╭──
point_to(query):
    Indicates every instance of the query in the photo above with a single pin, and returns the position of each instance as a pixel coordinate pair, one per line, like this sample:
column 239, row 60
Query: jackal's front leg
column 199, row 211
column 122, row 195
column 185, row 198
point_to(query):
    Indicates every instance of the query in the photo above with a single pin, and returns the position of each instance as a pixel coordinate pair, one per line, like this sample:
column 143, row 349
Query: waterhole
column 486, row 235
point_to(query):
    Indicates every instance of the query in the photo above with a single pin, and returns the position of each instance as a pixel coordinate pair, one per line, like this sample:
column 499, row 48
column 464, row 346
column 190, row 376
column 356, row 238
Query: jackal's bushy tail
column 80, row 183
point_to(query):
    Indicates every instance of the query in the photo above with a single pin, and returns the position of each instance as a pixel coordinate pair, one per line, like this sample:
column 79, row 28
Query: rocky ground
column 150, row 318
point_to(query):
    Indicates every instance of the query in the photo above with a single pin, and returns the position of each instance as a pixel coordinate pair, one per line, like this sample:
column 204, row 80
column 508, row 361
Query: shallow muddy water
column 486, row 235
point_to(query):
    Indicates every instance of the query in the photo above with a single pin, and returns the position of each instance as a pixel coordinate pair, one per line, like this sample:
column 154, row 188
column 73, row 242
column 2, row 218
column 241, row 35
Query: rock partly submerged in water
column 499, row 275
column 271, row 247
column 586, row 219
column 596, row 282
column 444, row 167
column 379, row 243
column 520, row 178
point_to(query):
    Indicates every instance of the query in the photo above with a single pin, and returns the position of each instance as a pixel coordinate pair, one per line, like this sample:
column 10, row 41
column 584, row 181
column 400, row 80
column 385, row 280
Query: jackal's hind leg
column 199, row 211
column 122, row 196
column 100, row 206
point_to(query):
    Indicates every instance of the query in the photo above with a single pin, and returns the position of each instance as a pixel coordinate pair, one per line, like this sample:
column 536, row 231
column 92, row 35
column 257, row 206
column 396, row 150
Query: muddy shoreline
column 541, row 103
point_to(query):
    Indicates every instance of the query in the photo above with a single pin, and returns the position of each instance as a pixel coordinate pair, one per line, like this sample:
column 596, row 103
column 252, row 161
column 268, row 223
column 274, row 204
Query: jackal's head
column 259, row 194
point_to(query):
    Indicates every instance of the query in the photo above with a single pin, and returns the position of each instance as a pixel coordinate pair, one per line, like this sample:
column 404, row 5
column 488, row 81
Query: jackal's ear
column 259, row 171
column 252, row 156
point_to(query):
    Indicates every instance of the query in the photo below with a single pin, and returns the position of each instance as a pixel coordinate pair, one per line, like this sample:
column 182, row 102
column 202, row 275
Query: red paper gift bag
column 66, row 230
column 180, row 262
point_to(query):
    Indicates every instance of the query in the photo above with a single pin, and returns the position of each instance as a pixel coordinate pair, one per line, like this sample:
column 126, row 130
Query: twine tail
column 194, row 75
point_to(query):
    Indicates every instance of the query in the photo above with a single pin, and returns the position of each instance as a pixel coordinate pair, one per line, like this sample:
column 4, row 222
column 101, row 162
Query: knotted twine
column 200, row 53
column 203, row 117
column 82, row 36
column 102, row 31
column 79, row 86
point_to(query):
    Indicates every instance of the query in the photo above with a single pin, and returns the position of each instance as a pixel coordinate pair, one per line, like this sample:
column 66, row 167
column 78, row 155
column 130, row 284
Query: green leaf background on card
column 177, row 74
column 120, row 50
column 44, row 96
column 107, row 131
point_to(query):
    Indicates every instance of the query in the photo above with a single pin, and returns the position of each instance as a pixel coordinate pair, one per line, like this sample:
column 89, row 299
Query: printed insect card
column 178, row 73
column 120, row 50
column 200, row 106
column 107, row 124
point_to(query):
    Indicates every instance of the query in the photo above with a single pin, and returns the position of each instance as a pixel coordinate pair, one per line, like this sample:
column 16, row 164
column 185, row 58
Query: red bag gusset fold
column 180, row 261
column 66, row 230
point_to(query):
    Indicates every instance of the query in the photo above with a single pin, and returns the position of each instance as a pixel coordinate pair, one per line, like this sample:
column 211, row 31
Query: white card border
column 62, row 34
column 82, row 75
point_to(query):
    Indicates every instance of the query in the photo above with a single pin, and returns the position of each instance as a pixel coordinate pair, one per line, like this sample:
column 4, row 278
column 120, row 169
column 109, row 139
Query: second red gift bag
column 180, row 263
╰──
Count the lines of the records that contain the string "jackal" and give only that number.

> **WRITTEN ANSWER**
5